▶ [EXERCISE DESCRIPTION] Extract the rows below verbatim, from the first row up to and including the line that contains "x=602 y=812".

(Excerpts from a point labeling dataset)
——

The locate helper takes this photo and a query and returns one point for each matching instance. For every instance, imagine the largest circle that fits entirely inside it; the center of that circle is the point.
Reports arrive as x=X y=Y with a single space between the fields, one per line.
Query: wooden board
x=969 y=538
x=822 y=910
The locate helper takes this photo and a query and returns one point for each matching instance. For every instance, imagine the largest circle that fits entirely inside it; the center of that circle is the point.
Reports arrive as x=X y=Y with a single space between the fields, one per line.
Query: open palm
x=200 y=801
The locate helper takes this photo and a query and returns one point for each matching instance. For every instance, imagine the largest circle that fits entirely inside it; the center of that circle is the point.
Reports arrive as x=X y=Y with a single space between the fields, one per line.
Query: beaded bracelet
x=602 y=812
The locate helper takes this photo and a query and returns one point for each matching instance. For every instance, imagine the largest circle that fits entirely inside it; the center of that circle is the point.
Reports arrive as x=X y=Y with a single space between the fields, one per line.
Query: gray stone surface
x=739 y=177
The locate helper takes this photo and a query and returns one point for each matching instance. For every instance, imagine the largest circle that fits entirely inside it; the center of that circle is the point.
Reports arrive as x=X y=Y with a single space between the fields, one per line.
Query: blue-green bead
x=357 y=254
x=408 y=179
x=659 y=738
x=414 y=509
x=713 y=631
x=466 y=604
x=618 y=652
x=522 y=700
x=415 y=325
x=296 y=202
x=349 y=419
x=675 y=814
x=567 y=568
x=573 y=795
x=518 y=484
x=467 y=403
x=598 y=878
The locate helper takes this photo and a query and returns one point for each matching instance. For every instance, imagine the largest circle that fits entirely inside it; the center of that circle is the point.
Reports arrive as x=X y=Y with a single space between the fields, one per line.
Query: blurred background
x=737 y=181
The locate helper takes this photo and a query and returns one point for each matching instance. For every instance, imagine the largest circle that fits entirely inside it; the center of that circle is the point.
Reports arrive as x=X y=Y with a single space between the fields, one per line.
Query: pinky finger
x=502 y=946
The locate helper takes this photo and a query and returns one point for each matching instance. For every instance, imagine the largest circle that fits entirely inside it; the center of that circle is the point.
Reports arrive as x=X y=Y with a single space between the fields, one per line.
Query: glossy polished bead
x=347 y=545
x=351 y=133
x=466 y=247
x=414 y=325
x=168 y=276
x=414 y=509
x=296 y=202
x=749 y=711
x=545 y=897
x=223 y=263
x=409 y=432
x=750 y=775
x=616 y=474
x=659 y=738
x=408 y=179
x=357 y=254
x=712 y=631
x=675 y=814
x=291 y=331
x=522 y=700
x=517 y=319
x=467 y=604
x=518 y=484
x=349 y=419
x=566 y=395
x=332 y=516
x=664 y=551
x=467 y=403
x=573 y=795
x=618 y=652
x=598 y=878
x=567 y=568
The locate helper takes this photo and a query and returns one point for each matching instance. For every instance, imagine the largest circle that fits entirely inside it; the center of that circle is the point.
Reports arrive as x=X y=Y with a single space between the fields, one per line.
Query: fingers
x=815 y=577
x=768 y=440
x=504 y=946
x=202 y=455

——

▶ [RESULT OF THIS EXERCISE]
The locate helper takes this photo and a query and returns one point for each matching instance. For every instance, imagine the largest circle that fits entirely inside it; the center of that circle is the point.
Reports arrive as x=X y=Y with a single space between the fields, one per line.
Query: wooden board
x=969 y=538
x=822 y=910
The locate helper takes this photo and a query and returns one point for each matching instance. For every instance, imagine the largest circle that fits entirely inside it; the center of that circle is the point.
Reports arrive as x=X y=Y with a single space between the fields, one per line.
Query: open palm
x=200 y=801
The locate helper takes this photo and a query and returns one point for each matching instance. For every instance, imagine the largest circle that fits entirely inside it; the center of that circle is the point.
Reports arrive as x=X y=Y with a single space between the fields, one per line.
Query: beaded bracelet
x=602 y=812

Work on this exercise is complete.